__The problem__:
Please output the lines shown below exactly as they appear.

__Stored records__:
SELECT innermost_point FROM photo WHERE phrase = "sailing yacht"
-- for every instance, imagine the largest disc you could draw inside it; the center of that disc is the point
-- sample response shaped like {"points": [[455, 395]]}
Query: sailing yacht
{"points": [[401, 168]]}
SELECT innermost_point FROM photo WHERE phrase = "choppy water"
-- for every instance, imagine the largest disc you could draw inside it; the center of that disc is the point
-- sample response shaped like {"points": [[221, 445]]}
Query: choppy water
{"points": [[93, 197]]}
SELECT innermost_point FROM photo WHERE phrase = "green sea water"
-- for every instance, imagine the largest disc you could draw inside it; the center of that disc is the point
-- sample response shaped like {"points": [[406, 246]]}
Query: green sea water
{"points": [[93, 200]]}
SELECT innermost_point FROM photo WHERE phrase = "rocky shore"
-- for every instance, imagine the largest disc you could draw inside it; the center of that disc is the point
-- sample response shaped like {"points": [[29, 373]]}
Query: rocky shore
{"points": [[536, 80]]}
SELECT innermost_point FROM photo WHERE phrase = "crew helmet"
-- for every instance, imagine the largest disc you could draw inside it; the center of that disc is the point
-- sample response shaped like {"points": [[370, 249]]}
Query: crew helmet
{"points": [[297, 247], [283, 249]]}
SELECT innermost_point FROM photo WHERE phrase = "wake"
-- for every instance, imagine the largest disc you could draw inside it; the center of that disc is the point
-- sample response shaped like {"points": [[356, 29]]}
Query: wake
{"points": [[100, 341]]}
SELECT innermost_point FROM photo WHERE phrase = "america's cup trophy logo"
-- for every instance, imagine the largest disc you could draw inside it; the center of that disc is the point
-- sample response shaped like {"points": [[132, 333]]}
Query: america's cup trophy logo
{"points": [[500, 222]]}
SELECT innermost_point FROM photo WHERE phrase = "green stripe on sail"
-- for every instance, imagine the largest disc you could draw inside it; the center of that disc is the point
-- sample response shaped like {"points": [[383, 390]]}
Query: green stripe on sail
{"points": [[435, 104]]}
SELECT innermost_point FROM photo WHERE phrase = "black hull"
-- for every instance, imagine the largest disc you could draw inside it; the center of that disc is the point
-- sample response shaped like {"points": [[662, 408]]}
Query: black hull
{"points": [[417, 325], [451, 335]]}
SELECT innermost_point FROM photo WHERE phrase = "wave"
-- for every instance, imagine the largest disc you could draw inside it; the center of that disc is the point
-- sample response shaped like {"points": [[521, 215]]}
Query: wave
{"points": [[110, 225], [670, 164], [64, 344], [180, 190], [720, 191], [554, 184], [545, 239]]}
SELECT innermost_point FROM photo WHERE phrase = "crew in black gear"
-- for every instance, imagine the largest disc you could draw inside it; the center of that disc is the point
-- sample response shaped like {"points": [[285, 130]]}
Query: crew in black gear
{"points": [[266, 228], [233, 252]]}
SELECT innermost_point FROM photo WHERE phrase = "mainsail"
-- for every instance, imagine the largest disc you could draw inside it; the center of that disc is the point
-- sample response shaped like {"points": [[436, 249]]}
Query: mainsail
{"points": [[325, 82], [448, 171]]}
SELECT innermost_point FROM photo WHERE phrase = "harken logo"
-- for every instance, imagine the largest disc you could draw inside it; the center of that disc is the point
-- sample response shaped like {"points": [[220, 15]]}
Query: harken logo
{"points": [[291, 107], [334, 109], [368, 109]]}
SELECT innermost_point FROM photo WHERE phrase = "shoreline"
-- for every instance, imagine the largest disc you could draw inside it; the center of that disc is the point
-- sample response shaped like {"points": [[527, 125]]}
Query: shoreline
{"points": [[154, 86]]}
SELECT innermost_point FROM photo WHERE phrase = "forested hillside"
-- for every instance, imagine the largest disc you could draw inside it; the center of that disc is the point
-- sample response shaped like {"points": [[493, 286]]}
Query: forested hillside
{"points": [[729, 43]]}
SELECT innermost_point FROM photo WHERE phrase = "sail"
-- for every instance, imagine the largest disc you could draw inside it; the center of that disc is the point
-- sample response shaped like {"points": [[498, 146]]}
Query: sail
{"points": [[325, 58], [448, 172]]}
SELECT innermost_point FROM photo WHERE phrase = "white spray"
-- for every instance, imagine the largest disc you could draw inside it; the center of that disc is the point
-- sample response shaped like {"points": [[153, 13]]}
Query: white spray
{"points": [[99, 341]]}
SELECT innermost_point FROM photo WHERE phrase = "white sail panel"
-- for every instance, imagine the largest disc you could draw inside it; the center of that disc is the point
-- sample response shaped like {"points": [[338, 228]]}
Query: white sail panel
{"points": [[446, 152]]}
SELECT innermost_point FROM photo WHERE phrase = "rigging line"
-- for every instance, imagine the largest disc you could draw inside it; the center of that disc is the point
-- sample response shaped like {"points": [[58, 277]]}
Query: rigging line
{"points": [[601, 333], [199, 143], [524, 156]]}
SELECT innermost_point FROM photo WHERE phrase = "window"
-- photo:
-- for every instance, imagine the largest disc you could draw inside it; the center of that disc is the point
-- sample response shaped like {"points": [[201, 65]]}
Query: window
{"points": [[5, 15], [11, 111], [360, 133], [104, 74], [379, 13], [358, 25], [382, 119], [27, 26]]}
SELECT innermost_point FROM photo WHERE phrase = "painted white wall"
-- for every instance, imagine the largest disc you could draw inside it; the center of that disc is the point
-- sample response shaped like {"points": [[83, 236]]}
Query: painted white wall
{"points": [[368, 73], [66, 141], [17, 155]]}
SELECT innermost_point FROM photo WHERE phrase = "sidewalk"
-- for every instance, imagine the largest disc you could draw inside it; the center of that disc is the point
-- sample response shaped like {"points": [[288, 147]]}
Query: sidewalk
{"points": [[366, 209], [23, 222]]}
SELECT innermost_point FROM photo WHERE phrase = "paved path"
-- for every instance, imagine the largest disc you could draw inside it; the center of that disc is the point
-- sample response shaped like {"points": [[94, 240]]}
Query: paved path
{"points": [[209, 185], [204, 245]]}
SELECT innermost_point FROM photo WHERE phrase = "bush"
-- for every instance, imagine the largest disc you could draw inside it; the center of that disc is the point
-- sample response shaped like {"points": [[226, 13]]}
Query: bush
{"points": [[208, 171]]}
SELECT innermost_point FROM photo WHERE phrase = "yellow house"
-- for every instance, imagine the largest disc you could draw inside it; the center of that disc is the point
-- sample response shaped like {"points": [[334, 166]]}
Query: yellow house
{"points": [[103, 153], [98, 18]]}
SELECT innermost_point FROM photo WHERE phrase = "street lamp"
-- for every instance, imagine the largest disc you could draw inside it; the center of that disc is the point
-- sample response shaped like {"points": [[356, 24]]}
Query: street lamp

__Finished answer__:
SELECT innermost_point FROM photo WHERE phrase = "sailing yacht"
-- for every instance, imagine the largest disc you could draw inside it; the center of that disc is the point
-- sample response shaped like {"points": [[455, 395]]}
Query: sailing yacht
{"points": [[401, 168]]}
SELECT innermost_point FROM photo WHERE phrase = "choppy water"
-- for every instance, imagine the largest disc you could draw inside it; the center of that disc is the point
-- sample response shaped like {"points": [[221, 445]]}
Query: choppy water
{"points": [[93, 197]]}
SELECT innermost_point FROM photo WHERE phrase = "green sea water"
-- for every instance, imagine the largest disc you could draw inside it; the center of that disc is the point
-- sample response shaped like {"points": [[406, 246]]}
Query: green sea water
{"points": [[93, 200]]}
SELECT innermost_point FROM photo WHERE phrase = "rocky shore"
-- for every instance, imagine the largest disc you could draw inside it; the center of that disc is the point
-- sample response shaped like {"points": [[29, 373]]}
Query: rocky shore
{"points": [[536, 80]]}
SELECT innermost_point FROM photo WHERE phrase = "crew helmet"
-- for every instance, imagine the largest disc you could draw inside it; the center of that disc is the point
-- sample response shaped like {"points": [[370, 249]]}
Query: crew helmet
{"points": [[297, 247], [283, 249]]}
SELECT innermost_point FROM photo WHERE phrase = "wake"
-- for every instance, imagine the largest disc you could draw inside it; the center of that disc is the point
-- sample response shaped like {"points": [[356, 29]]}
Query: wake
{"points": [[100, 341]]}
SELECT innermost_point FROM photo WHERE phrase = "america's cup trophy logo"
-- for every instance, imagine the largest disc you could draw inside it; the center of that disc is the point
-- sample response shaped like {"points": [[132, 333]]}
Query: america's cup trophy logo
{"points": [[500, 222]]}
SELECT innermost_point FROM photo WHERE phrase = "green stripe on sail"
-- for every instance, imagine the largest disc you could draw inside it; the center of that disc is the point
-- sample response shaped like {"points": [[383, 390]]}
Query: green stripe on sail
{"points": [[435, 104]]}
SELECT innermost_point FROM photo WHERE phrase = "black hull"
-- for every instance, imagine the largest disc you could draw inside it; the center of that disc is the point
-- sample response shaped like {"points": [[662, 408]]}
Query: black hull
{"points": [[417, 325], [451, 335]]}
SELECT innermost_point FROM photo WHERE phrase = "wave"
-- for every instance, imagine the largest disc you could draw inside it; the center of that disc is the point
-- sample response shaped like {"points": [[521, 215]]}
Query: wave
{"points": [[110, 225], [670, 164], [64, 344], [180, 190], [720, 191], [554, 184], [545, 239]]}
SELECT innermost_point FROM photo WHERE phrase = "crew in black gear"
-- for every instance, imagine the largest disc you could draw inside it; the center of that disc is the point
-- sample response shaped like {"points": [[285, 130]]}
Query: crew in black gear
{"points": [[266, 228], [233, 252]]}
SELECT innermost_point FROM photo WHERE phrase = "mainsail"
-- for every instance, imagine the largest disc you could draw inside it; the center of that disc is the point
-- sample response shaped like {"points": [[436, 249]]}
Query: mainsail
{"points": [[325, 82], [448, 171]]}
SELECT innermost_point FROM photo WHERE phrase = "harken logo"
-- for every instance, imagine the largest disc you could draw inside it; the center of that disc is the point
-- sample response shaped like {"points": [[220, 15]]}
Query: harken logo
{"points": [[291, 107], [334, 109], [368, 109]]}
SELECT innermost_point FROM photo WHERE phrase = "shoreline"
-- for every instance, imagine the largest disc you could draw inside it; the center of that disc is the point
-- sample response shaped like {"points": [[527, 125]]}
Query: shoreline
{"points": [[154, 86]]}
SELECT innermost_point FROM photo WHERE phrase = "forested hillside"
-- for every instance, imagine the largest disc you could draw inside it; the center of that disc is the point
-- sample response shaped like {"points": [[493, 286]]}
Query: forested hillside
{"points": [[729, 43]]}
SELECT innermost_point FROM photo WHERE phrase = "sail"
-- for every instance, imagine the largest disc you could draw inside it; the center of that disc is the point
-- sample response shaped like {"points": [[498, 146]]}
Query: sail
{"points": [[325, 58], [448, 172]]}
SELECT innermost_point FROM photo WHERE phrase = "white spray"
-- for every instance, imagine the largest disc you could draw inside it; the center of that disc is the point
-- sample response shaped like {"points": [[153, 13]]}
Query: white spray
{"points": [[99, 341]]}
SELECT innermost_point FROM photo WHERE phrase = "white sail panel"
-- for every instance, imagine the largest disc you could draw inside it; the center of that disc is the point
-- sample response shaped like {"points": [[338, 228]]}
Query: white sail panel
{"points": [[446, 152]]}
SELECT innermost_point FROM photo WHERE phrase = "rigging line"
-- for every instance, imagine the largest disc you could draw inside it; the center of that disc is the point
-- sample response shaped like {"points": [[58, 277]]}
Query: rigging line
{"points": [[601, 333], [199, 143], [524, 156]]}
SELECT innermost_point FROM photo WHERE phrase = "window"
-- photo:
-- for every instance, imagine the largest disc you could draw inside it; the center of that disc is the point
-- sample response shaped like {"points": [[201, 65]]}
Query: window
{"points": [[5, 15], [11, 111], [360, 133], [104, 74], [379, 13], [358, 25], [382, 119], [27, 26]]}
SELECT innermost_point FROM photo WHERE phrase = "painted white wall"
-- for every instance, imagine the largest disc you could draw inside it; the center of that disc is the point
-- sample response shaped like {"points": [[83, 236]]}
Query: painted white wall
{"points": [[368, 73], [66, 141], [17, 155]]}
SELECT innermost_point FROM photo WHERE phrase = "sidewalk"
-- for every instance, imagine the largest disc you could draw inside it; the center of that disc is the point
-- sample response shaped like {"points": [[288, 147]]}
Query: sidewalk
{"points": [[366, 209], [23, 222]]}
SELECT innermost_point FROM photo WHERE phrase = "paved path"
-- for every instance, imagine the largest disc you could draw inside it; the center of that disc is the point
-- sample response shaped like {"points": [[94, 240]]}
Query: paved path
{"points": [[209, 185], [204, 245]]}
SELECT innermost_point FROM photo WHERE phrase = "bush"
-- for every instance, imagine the largest disc you could draw inside it; the center of that disc is the point
-- sample response shaped like {"points": [[226, 13]]}
Query: bush
{"points": [[208, 171]]}
SELECT innermost_point FROM photo WHERE phrase = "yellow house"
-- for every instance, imagine the largest disc you could draw inside it; the center of that disc is the point
-- sample response shaped like {"points": [[334, 166]]}
Query: yellow house
{"points": [[103, 153], [98, 18]]}
SELECT innermost_point FROM photo WHERE phrase = "street lamp"
-- for every instance, imagine the largest disc you could draw inside it; the center of that disc is the point
-- sample response shaped like {"points": [[356, 24]]}
Query: street lamp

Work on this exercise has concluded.